Text:
+ + +

Machine Learning Estimators

LRDBenchmark provides production-ready machine learning estimators for Long-Range Dependence (LRD) estimation. These estimators achieve excellent performance with perfect robustness, with Gradient Boosting achieving the best ML performance at 0.193 MAE.

Overview

The machine learning estimators use advanced feature engineering with 50-70 engineered features per model, including:

Statistical Features: Mean, standard deviation, skewness, kurtosis
Time Series Features: Autocorrelation at multiple lags, variance of increments
Spectral Features: Power spectrum analysis, frequency band ratios, spectral slope
DFA Features: Detrended fluctuation analysis with slope calculation
Wavelet Features: Wavelet variance at different scales, wavelet slope
R/S Analysis Features: Rescaled range analysis with slope calculation
Additional Features: Trend analysis, seasonality detection, entropy measures

SVR Estimator

Support Vector Regression estimator with RBF kernel and comprehensive feature engineering.

class lrdbenchmark.analysis.machine_learning.svr_estimator_unified.SVREstimator(model_path: str | None = None)[source]

Bases: BaseEstimator

SVR estimator using unified feature extraction. Works with pre-trained models expecting 29 features.

+ + +

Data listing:
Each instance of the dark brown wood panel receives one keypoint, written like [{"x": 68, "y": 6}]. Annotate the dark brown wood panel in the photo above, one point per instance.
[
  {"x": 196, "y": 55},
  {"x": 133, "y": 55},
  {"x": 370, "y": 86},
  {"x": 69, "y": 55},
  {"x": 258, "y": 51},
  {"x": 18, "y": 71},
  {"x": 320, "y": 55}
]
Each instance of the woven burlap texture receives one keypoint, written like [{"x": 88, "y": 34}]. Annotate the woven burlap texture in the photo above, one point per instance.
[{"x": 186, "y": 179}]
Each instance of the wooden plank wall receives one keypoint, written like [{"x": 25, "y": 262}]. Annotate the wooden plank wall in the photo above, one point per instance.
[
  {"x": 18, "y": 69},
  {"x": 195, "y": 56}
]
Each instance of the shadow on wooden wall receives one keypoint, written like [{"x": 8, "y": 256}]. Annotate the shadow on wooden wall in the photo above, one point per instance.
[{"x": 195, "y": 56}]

+ + +

Exercise instructions:
**A)** In the page on machine learning estimators, which estimator achieves the best ML performance, and at what MAE?
**B)** Transcribe the page on machine learning estimators from "SVR Estimator" to "expecting 29 features.".

Answers in order:
**A)** Gradient Boosting, at 0.193 MAE.

**B)**
SVR Estimator

Support Vector Regression estimator with RBF kernel and comprehensive feature engineering.

class lrdbenchmark.analysis.machine_learning.svr_estimator_unified.SVREstimator(model_path: str | None = None)[source]

Bases: BaseEstimator

SVR estimator using unified feature extraction. Works with pre-trained models expecting 29 features.